Raw data>
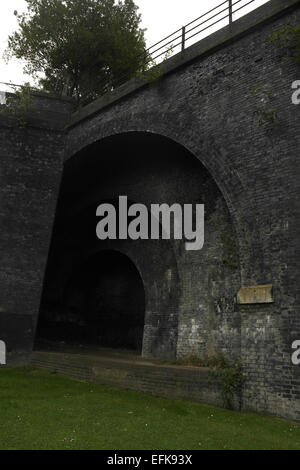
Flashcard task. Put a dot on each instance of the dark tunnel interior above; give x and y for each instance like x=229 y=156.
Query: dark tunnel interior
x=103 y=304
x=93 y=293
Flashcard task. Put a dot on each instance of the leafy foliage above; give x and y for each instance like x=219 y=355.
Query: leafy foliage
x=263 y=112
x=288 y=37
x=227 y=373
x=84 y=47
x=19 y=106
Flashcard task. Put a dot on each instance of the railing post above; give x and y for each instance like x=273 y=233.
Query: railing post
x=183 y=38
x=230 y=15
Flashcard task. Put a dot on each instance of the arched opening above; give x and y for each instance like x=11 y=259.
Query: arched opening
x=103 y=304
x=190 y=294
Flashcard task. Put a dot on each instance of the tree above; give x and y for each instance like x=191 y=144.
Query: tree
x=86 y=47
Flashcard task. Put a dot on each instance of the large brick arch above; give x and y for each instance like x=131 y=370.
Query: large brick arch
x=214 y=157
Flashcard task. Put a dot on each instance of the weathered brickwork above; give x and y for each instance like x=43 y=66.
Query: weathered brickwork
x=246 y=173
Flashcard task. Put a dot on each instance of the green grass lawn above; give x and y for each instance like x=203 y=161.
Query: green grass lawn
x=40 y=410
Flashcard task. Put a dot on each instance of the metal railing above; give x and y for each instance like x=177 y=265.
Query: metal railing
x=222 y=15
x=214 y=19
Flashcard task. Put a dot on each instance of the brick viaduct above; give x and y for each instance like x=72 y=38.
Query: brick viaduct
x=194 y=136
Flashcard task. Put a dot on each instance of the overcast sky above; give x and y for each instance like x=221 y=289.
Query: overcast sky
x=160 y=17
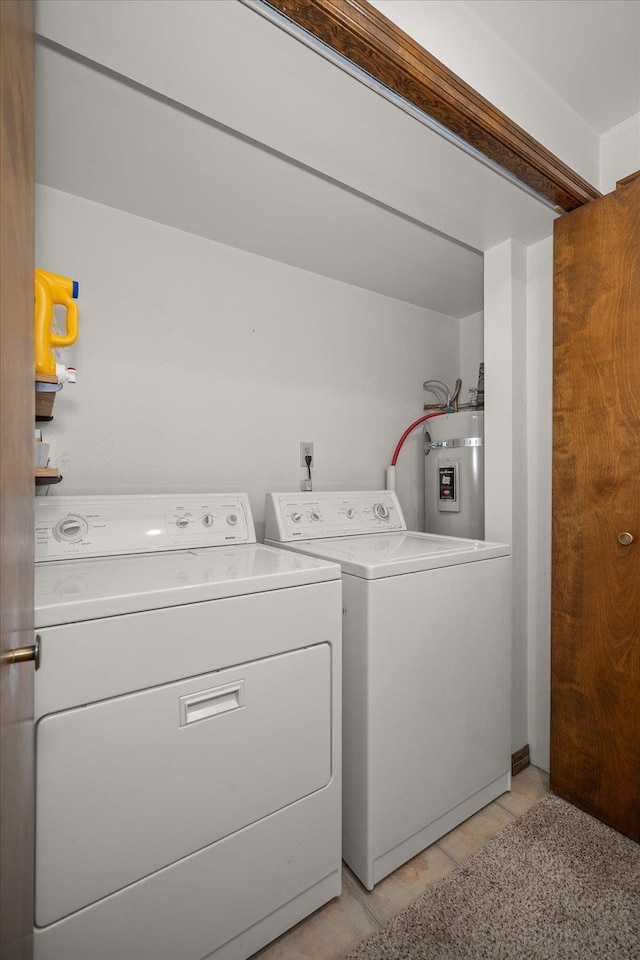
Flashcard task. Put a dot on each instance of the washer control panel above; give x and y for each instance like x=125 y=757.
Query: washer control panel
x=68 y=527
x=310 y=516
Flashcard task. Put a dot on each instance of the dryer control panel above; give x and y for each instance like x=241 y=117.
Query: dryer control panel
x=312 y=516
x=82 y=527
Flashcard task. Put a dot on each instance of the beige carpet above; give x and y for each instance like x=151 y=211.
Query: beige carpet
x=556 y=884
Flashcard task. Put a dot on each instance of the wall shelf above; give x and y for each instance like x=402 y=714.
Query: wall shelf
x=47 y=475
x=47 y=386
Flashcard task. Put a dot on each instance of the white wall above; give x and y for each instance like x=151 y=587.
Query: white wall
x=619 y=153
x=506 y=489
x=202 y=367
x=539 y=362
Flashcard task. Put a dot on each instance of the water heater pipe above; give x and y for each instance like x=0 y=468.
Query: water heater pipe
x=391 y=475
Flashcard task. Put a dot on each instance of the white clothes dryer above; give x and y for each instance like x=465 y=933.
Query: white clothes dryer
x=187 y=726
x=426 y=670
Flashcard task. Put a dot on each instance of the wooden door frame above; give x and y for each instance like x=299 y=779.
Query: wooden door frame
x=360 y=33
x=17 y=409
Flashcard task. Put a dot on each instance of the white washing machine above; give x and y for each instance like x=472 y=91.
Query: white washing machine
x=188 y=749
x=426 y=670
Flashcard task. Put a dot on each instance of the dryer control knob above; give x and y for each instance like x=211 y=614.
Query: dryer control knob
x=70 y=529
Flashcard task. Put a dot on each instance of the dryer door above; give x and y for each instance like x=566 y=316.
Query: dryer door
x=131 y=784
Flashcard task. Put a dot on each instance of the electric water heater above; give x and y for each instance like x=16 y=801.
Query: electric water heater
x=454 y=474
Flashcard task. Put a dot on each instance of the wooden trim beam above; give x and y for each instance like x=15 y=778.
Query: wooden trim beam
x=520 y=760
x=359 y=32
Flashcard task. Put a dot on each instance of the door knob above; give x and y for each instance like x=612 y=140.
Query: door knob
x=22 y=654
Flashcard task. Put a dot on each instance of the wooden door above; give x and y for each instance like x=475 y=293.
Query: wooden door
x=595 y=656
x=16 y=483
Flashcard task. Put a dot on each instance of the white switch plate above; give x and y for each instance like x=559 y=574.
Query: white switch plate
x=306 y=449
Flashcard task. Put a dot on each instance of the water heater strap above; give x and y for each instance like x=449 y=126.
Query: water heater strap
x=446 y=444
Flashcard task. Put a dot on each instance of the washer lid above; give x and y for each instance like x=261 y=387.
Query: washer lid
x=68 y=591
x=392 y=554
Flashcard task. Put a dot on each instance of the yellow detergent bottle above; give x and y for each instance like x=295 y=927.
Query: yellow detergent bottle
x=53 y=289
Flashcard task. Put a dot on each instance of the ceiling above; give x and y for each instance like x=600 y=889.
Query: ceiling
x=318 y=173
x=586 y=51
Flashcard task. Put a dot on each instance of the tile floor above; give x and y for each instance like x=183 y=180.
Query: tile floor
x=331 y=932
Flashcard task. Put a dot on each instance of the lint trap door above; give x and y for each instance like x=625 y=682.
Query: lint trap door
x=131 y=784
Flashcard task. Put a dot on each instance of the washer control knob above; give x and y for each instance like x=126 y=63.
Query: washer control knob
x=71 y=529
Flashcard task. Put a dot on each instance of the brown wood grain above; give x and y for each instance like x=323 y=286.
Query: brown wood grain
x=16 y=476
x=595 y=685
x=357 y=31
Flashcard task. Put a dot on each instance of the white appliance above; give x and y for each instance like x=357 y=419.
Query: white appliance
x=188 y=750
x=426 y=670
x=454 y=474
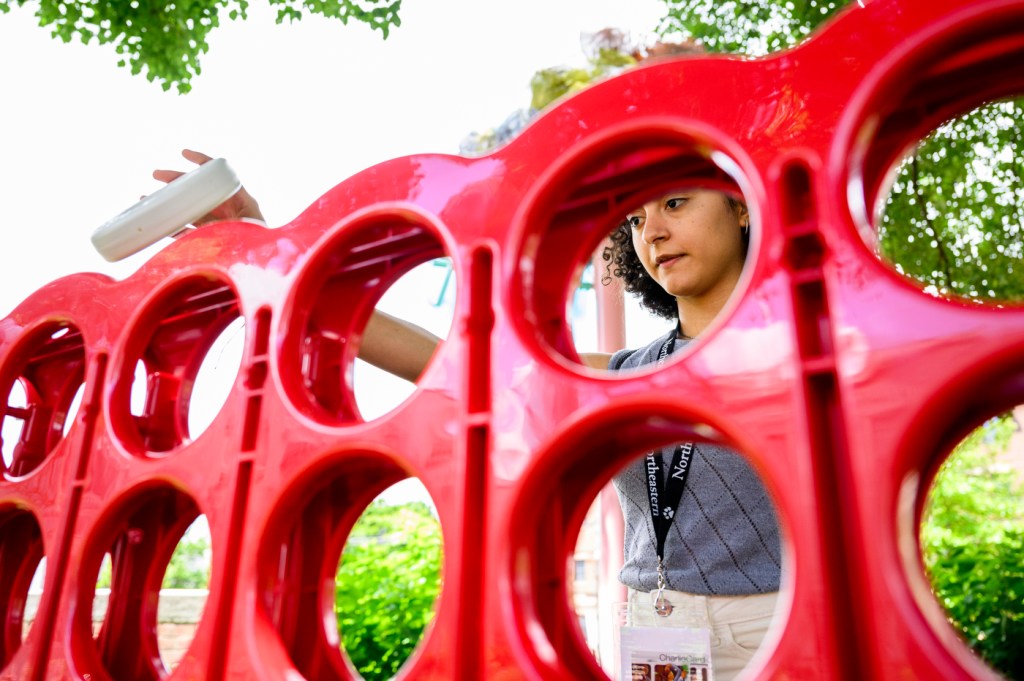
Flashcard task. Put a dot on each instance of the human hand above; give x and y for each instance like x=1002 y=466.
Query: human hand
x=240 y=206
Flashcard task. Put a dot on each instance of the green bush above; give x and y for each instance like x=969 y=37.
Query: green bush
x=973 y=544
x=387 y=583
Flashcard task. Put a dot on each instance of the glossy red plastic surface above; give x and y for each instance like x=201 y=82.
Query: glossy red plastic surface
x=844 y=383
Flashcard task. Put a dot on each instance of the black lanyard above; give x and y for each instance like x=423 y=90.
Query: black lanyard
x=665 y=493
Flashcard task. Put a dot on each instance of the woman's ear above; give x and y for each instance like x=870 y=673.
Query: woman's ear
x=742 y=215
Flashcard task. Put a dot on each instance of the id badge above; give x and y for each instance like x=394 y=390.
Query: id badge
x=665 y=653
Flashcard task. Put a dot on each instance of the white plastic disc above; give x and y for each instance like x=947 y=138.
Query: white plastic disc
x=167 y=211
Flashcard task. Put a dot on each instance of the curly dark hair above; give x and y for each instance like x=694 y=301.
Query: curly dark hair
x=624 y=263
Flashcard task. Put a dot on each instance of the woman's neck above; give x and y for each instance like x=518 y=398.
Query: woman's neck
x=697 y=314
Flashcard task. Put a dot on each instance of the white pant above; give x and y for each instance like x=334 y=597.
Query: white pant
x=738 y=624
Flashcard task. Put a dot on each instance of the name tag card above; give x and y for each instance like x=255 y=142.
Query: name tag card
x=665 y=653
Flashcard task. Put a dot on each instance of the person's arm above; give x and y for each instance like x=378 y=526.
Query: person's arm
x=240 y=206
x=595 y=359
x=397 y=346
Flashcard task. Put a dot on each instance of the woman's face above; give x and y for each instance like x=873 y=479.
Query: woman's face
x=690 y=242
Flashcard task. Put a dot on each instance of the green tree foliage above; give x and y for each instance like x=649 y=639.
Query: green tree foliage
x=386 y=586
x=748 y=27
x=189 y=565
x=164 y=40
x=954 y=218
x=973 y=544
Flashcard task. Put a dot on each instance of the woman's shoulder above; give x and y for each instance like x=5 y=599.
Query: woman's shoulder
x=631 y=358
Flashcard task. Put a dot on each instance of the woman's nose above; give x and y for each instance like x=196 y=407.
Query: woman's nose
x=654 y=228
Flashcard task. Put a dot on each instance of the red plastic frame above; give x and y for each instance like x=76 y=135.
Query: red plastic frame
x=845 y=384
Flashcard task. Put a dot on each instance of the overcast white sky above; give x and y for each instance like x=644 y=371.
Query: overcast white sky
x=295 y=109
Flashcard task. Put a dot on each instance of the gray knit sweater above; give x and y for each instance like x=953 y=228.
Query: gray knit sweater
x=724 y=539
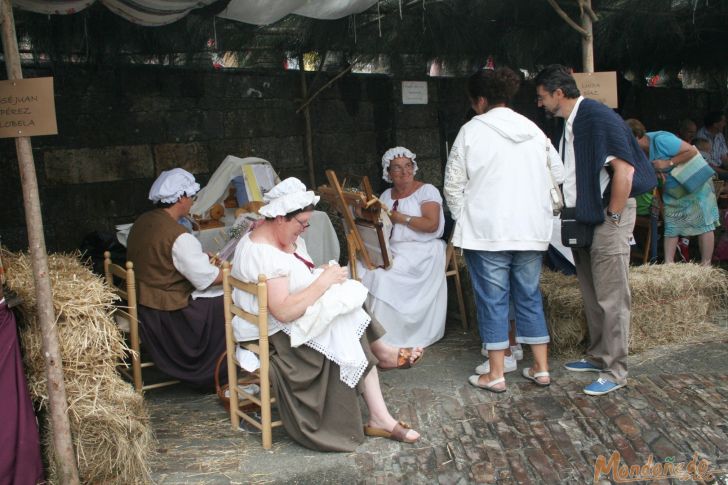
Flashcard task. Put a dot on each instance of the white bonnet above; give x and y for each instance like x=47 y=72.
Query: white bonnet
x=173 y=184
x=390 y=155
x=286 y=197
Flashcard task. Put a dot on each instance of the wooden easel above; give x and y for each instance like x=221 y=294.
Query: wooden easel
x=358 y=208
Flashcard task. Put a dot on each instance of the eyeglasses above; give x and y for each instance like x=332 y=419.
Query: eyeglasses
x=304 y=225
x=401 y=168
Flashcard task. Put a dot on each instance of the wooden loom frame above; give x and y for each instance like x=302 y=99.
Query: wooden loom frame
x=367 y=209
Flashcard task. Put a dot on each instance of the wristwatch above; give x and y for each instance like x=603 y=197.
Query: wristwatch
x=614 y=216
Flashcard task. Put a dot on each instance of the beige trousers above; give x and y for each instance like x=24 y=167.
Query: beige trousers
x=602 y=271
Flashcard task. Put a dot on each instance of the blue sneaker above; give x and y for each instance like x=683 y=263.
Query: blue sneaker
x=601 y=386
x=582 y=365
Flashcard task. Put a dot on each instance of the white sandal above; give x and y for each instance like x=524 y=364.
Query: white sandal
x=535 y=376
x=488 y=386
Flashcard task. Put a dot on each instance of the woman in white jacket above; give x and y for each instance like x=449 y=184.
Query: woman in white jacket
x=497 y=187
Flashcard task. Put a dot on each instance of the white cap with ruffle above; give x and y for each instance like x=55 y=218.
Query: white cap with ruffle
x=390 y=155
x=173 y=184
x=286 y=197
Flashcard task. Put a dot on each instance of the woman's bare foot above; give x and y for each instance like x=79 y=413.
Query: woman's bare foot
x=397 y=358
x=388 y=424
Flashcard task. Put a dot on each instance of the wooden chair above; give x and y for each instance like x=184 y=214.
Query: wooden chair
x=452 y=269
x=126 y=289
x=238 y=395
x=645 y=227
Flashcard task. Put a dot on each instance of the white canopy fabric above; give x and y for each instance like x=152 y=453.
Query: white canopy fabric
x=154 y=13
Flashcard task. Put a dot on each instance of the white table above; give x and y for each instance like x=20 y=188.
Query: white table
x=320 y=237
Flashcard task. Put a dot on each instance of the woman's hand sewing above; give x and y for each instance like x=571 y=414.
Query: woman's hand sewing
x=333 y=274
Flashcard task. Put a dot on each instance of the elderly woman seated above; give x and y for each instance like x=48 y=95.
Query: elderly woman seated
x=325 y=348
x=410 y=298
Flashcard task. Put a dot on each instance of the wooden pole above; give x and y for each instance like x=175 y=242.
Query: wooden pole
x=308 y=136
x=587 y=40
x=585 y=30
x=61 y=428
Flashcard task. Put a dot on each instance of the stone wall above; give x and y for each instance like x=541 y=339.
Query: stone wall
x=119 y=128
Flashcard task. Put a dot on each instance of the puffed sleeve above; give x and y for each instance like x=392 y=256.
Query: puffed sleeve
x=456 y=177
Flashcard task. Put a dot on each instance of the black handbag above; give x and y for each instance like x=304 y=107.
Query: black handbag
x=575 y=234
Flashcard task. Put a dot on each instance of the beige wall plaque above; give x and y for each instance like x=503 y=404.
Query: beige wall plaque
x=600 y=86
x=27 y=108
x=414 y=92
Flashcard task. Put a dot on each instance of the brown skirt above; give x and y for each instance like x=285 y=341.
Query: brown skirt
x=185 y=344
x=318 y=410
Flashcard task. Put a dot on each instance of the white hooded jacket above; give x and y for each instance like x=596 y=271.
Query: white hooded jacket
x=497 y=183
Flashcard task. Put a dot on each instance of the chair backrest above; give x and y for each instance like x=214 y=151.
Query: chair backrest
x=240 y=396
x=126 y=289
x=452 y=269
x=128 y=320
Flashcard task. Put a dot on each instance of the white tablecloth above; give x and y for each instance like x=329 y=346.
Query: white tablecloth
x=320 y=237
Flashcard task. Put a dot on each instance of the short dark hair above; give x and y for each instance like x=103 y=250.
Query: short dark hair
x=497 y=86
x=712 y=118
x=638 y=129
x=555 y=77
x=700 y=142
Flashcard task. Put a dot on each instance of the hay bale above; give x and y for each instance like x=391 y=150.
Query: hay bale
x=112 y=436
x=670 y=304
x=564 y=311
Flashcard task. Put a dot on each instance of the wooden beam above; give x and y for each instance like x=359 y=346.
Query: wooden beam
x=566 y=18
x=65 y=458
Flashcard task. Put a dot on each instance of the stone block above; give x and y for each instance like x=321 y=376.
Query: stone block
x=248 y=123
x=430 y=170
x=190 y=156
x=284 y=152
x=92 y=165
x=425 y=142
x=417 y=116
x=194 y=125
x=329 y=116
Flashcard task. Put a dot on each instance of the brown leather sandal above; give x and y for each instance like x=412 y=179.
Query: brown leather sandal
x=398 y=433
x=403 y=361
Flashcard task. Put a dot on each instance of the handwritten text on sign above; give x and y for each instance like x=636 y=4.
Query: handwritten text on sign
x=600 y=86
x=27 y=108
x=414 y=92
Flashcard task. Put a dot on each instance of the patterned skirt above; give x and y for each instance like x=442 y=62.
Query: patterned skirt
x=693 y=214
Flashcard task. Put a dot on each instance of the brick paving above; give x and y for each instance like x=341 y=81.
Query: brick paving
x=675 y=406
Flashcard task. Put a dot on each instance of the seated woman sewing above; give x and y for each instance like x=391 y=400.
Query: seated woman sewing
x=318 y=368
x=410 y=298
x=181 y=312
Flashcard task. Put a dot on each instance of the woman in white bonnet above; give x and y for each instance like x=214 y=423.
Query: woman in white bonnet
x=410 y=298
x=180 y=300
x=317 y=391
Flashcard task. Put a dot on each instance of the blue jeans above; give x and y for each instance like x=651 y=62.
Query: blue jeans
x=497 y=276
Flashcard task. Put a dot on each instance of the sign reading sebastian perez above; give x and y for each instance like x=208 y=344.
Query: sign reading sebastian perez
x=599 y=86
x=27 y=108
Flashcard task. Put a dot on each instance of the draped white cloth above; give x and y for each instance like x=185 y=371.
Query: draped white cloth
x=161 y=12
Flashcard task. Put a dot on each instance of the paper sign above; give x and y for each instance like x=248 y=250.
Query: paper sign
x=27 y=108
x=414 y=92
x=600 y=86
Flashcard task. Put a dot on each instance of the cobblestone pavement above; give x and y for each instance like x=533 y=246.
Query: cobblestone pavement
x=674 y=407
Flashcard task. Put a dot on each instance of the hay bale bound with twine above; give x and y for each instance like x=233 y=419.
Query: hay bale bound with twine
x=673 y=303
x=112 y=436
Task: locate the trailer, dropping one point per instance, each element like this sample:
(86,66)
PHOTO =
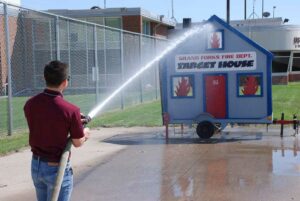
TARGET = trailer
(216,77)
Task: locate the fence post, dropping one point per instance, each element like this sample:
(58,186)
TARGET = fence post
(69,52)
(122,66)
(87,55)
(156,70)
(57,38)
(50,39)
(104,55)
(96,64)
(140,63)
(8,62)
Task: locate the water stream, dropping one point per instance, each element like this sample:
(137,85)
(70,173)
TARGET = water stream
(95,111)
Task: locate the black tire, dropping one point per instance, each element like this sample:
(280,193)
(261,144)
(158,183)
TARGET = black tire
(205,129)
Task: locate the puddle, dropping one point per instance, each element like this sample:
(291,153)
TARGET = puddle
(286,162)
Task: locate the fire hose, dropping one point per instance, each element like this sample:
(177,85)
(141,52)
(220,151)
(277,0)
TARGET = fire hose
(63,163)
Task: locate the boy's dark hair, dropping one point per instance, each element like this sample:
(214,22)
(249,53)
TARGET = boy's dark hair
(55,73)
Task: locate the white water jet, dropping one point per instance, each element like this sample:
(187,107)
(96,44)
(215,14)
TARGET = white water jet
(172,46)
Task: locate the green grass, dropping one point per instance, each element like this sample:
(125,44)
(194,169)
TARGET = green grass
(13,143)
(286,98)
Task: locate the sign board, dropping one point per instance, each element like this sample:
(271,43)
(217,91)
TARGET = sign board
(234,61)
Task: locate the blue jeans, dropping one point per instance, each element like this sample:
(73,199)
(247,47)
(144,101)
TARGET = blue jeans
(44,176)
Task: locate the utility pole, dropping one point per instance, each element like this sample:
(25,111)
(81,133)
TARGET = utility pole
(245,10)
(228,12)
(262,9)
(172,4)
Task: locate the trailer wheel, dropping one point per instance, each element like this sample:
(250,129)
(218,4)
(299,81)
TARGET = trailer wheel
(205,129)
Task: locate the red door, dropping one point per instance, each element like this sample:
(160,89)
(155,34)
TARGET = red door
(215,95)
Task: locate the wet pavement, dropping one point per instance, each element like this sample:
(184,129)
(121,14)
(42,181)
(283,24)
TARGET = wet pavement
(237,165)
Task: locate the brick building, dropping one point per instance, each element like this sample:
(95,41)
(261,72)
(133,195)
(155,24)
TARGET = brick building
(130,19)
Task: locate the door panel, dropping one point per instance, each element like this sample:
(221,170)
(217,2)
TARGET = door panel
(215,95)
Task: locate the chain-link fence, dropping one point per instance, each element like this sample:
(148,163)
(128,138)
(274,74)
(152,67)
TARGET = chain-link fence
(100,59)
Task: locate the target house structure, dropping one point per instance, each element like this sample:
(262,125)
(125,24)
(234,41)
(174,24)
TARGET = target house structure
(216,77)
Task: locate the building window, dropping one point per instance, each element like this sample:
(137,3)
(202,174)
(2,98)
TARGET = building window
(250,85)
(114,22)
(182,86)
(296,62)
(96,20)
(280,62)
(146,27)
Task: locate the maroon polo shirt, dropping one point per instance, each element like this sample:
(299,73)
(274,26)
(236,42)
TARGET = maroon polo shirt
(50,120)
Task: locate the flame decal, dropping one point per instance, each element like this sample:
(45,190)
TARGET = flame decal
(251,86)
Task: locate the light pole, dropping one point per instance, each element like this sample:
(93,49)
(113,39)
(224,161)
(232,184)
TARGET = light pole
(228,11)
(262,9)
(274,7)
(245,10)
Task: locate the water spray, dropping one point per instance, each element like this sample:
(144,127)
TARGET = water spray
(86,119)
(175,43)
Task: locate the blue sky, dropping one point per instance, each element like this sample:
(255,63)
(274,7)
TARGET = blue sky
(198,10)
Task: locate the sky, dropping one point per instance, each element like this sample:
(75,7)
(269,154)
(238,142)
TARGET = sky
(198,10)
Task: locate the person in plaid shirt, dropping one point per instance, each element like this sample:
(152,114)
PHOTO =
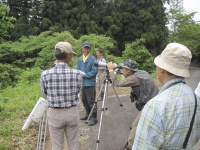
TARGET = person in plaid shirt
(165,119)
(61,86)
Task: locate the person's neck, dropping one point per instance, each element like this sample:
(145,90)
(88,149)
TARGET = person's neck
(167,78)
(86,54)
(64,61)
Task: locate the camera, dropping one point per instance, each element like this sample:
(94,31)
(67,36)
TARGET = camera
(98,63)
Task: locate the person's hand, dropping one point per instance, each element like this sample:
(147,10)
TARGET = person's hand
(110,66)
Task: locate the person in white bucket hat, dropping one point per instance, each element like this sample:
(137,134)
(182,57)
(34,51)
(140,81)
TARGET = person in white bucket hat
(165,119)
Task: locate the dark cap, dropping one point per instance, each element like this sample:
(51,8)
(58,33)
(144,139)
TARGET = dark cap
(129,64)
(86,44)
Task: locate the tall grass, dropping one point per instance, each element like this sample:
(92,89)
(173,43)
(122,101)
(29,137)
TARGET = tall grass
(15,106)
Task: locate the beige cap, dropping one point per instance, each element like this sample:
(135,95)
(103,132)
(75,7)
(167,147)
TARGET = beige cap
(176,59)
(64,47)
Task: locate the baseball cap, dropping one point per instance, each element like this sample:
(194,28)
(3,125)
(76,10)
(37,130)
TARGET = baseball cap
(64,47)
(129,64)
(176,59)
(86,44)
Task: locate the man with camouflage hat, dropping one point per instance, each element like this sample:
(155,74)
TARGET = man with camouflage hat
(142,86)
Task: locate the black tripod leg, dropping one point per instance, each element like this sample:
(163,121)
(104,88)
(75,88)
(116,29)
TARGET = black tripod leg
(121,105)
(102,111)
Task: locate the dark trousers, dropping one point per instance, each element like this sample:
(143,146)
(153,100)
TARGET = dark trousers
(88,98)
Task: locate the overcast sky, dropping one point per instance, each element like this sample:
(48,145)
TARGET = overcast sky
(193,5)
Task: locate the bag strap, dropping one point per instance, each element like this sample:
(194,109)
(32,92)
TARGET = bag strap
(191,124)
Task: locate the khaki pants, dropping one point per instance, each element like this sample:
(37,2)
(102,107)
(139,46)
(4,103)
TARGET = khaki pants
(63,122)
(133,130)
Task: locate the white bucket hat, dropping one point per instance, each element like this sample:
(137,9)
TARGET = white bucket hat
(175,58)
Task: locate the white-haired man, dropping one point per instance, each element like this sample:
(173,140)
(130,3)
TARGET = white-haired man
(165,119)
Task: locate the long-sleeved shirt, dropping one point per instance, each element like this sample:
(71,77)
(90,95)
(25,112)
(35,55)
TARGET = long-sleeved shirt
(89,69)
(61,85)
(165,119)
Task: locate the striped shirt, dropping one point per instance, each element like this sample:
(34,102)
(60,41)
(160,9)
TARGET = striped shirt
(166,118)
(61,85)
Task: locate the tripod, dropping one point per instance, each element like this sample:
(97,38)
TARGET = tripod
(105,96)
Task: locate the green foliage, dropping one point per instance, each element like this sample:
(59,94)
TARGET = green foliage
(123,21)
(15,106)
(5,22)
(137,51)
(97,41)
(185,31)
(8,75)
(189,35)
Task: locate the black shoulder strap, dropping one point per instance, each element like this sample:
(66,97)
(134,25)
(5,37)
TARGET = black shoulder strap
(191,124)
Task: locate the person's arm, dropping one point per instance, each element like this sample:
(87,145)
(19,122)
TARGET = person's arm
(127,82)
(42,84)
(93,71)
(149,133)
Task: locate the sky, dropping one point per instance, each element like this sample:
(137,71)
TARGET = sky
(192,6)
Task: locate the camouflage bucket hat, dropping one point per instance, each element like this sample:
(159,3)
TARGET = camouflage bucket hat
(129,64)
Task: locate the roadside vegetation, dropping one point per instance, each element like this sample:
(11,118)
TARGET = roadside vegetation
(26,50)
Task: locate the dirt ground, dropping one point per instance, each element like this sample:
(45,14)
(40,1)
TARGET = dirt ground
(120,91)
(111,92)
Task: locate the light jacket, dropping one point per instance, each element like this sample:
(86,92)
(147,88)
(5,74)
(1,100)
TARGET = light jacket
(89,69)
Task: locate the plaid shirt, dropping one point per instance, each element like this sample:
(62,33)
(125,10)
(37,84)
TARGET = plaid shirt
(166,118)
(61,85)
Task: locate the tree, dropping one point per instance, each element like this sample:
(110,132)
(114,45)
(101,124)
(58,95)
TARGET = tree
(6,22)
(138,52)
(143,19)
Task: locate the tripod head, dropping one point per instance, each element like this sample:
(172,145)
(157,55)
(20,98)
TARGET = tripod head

Your task> In the records, which lines use the word "head"? Report them.

Task solution>
Task: locate the tripod head, dropping one point per instance, each element like this sample:
TARGET = tripod head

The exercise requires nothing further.